American actor (1923–2006)

Chris Drake (born James Christian Droste, December 11, 1923 – July 9, 2006) was an American actor best known for his co-star role of the 1950s television series Sheena, Queen of the Jungle, in which he co-starred with Irish McCalla.

==Early life==

Drake was born near Richmond, Virginia. He traced his family's roots in Virginia back to 1638. When he was 10 years old, he moved with his family to California, after his father had developed an incurable skin condition. They settled in Manhattan Beach. Drake graduated from El Segundo High School.

He joined and served in the United States Marine Corps from 1942 to 1944 during World War II and fought, as a member of Carlson's Raiders, at Guadalcanal, where he suffered multiple wounds, after which he spent over 11 months in eight Naval Hospitals and was awarded the Purple Heart. Additionally, he also received two presidential unit citations for gallantry.

== Career ==
After he played a bit part in an RKO film, the studio signed Drake to a long-term contract. He had the leading role in the film Forever My Love. He also co-starred in the 1954 Sci-Fi film Them! and appeared on such television series as Lassie, Stories of the Century (as Burt Alvord), Tales of Wells Fargo (as Charlie Ford), Dragnet, and The Lone Ranger.

Following his acting career, he sold real estate in California, owning wholly or a portion of 11 real estate offices in and around Palos Verdes, until 1990. He retired two years later to his native Virginia, where he died in 2006, aged 82.

*Data supplied*.
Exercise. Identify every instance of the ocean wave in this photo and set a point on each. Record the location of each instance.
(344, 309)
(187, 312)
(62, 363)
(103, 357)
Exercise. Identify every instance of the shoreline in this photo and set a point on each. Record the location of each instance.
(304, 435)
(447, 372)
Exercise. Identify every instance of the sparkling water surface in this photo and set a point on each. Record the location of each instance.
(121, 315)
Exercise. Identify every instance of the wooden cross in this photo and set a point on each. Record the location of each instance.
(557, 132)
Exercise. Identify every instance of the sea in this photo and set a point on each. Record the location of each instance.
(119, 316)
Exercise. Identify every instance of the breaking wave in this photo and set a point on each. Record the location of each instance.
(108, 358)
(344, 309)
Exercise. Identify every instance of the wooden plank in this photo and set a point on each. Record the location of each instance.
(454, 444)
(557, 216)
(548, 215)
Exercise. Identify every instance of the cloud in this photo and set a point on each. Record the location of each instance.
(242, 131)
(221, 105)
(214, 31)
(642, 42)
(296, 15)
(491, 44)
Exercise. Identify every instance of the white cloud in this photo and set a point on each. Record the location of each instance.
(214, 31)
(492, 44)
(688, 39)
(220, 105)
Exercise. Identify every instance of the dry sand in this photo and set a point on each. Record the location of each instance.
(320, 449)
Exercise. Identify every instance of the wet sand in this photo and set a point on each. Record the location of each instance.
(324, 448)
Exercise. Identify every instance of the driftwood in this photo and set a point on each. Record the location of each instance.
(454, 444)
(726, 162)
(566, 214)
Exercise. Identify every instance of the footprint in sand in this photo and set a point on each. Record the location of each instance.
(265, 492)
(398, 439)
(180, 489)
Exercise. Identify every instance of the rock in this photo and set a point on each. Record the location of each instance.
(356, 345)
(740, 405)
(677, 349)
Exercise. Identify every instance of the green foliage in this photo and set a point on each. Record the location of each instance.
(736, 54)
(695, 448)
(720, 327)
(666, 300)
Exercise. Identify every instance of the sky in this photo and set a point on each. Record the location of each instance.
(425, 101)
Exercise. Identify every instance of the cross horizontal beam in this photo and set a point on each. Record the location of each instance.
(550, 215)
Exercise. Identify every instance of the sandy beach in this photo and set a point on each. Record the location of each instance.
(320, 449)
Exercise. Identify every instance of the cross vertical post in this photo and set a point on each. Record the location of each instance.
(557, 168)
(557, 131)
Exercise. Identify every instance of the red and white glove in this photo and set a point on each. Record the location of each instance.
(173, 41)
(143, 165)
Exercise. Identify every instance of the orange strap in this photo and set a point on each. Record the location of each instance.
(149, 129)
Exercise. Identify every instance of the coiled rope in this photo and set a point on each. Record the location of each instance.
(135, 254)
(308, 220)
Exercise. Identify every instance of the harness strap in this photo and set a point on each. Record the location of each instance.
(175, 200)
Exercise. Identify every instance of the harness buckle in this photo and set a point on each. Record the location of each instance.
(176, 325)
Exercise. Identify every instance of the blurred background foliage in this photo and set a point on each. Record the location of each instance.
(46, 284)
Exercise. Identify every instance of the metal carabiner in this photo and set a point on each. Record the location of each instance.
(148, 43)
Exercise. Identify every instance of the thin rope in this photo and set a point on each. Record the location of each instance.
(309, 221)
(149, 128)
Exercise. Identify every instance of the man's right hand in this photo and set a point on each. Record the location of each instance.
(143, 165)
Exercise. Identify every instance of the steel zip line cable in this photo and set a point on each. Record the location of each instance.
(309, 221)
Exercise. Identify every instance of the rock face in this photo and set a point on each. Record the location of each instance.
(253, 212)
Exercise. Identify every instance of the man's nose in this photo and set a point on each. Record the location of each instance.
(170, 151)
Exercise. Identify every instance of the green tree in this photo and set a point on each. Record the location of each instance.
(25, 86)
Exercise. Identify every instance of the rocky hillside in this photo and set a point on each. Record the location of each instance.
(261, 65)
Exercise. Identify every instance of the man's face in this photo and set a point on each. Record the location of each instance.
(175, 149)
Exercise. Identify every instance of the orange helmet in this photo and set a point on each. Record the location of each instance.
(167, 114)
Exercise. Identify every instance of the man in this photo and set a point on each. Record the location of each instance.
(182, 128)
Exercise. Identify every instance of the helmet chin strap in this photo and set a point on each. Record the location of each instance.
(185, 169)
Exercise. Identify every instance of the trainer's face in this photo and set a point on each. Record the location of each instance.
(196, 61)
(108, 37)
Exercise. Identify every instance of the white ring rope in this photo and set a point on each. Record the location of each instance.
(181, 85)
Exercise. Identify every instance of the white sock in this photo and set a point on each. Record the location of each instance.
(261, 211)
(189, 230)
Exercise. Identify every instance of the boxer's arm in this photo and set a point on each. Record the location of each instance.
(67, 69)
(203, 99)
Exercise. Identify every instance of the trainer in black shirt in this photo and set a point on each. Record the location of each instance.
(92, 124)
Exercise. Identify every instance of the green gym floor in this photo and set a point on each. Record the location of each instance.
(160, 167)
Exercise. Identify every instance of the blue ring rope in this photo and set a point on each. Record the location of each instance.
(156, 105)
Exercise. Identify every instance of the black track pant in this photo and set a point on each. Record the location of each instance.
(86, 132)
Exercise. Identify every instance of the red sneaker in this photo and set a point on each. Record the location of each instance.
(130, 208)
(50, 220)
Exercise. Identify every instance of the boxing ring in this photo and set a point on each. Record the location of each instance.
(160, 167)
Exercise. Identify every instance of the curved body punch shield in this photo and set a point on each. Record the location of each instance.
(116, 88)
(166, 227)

*Directions*.
**1.** Answer these questions from the text about Chris Drake:
(a) Where did Drake's family settle after moving to California?
(b) Whom did Drake play in Tales of Wells Fargo?
(c) Until what year did he sell real estate in California?
**2.** Name every television series mentioned in the text about Chris Drake.
Nothing in the listing is needed here.

*Solutions per task*.
**1.**
(a) Manhattan Beach
(b) Charlie Ford
(c) 1990

**2.** Sheena, Queen of the Jungle; Lassie; Stories of the Century; Tales of Wells Fargo; Dragnet; The Lone Ranger